**EXERCISE TEXT:**
==============================
Approval of the project—to be financed via philanthropic donations, retained earnings and revenue from UCI Health operations—comes as the county grapples with a surge in COVID-19 patients.

Orange-based UCI Medical Center, which includes the 418-bed UCI Health Douglas Hospital, is one of three hospitals in OC that has set up a field hospital to deal with an onslaught of patients.

Moving ahead with a new medical center amidst a pandemic “makes it clear just what an academic health system does for its community,” Goldstein said.

“It teaches, it brings everyone else along, and it provides care in a way that no one else can.”

The project is expected to add about 2,500 healthcare and construction jobs combined, officials said.

The timing of the project also presents a unique opportunity to leverage lessons learned from the current pandemic, and incorporate them into the new complex, Lefteris said.

For example, all inpatient rooms will have the ability to accommodate ICU-level care. Technology that facilitates home-based care and access to outdoor spaces will also be prioritized.

Specialty Services

The seven-story, 144-bed acute care hospital will focus on oncology, orthopedics, neurosciences, spine and digestive health.
==============================
**EXCERPTED DATA:**

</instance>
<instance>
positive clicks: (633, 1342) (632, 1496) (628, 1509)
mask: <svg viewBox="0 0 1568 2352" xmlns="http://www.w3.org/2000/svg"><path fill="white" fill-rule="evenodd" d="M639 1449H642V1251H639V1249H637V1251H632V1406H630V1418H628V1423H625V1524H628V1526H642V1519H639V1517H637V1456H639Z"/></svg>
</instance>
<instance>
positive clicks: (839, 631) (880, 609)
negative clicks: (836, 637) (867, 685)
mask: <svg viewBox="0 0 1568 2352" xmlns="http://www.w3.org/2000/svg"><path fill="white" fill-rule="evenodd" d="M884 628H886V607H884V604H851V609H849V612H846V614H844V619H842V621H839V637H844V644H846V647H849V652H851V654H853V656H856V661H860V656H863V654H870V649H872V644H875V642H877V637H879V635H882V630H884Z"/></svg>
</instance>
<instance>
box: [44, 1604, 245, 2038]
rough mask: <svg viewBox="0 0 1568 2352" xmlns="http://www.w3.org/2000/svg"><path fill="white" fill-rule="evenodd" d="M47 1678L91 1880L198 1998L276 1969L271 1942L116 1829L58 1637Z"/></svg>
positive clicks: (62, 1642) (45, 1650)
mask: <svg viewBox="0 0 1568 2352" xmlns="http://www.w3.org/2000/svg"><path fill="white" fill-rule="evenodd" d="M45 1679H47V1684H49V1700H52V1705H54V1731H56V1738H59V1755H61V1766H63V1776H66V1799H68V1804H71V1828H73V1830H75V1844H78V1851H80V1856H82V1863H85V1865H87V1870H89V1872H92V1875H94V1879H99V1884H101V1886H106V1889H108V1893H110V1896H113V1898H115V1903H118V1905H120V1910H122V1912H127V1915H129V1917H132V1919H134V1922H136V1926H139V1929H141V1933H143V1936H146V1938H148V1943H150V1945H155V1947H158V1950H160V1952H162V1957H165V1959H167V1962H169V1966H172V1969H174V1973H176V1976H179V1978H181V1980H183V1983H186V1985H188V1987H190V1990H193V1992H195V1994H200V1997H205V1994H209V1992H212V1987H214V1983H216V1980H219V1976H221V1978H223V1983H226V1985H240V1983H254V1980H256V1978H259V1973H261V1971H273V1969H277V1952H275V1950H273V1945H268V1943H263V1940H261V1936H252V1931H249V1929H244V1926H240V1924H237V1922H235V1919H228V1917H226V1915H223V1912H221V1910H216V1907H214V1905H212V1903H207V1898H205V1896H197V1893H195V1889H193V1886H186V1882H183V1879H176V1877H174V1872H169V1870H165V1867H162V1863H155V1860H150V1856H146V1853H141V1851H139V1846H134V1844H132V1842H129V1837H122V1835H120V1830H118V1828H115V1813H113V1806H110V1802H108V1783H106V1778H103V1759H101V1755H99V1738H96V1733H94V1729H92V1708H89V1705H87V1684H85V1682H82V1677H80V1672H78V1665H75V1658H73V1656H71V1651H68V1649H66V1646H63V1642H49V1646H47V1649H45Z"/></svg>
==============================
**APPLY WHAT YOU READ:**
(1) List every specialty that the UCI Health excerpt says the new acute care hospital will focus on.
(2) Reproduce the stretch of the UCI Health excerpt from "Orange-based UCI Medical" through "onslaught of patients.".
(3) Decide whether each statement agrees with the UCI Health excerpt, and back each yes or no with the deciding words quoted from it. (a) The new acute care hospital will have 144 beds. (b) UCI Health Douglas Hospital has 500 beds. (c) The project is expected to add about 2,500 healthcare and construction jobs combined.

**SOLUTIONS BY TASK:**
(1) oncology, orthopedics, neurosciences, spine, digestive health

(2)
Orange-based UCI Medical Center, which includes the 418-bed UCI Health Douglas Hospital, is one of three hospitals in OC that has set up a field hospital to deal with an onslaught of patients.

(3)
(a) Yes: "The seven-story, 144-bed acute care hospital"
(b) No: "the 418-bed UCI Health Douglas Hospital"
(c) Yes: "The project is expected to add about 2,500 healthcare and construction jobs combined"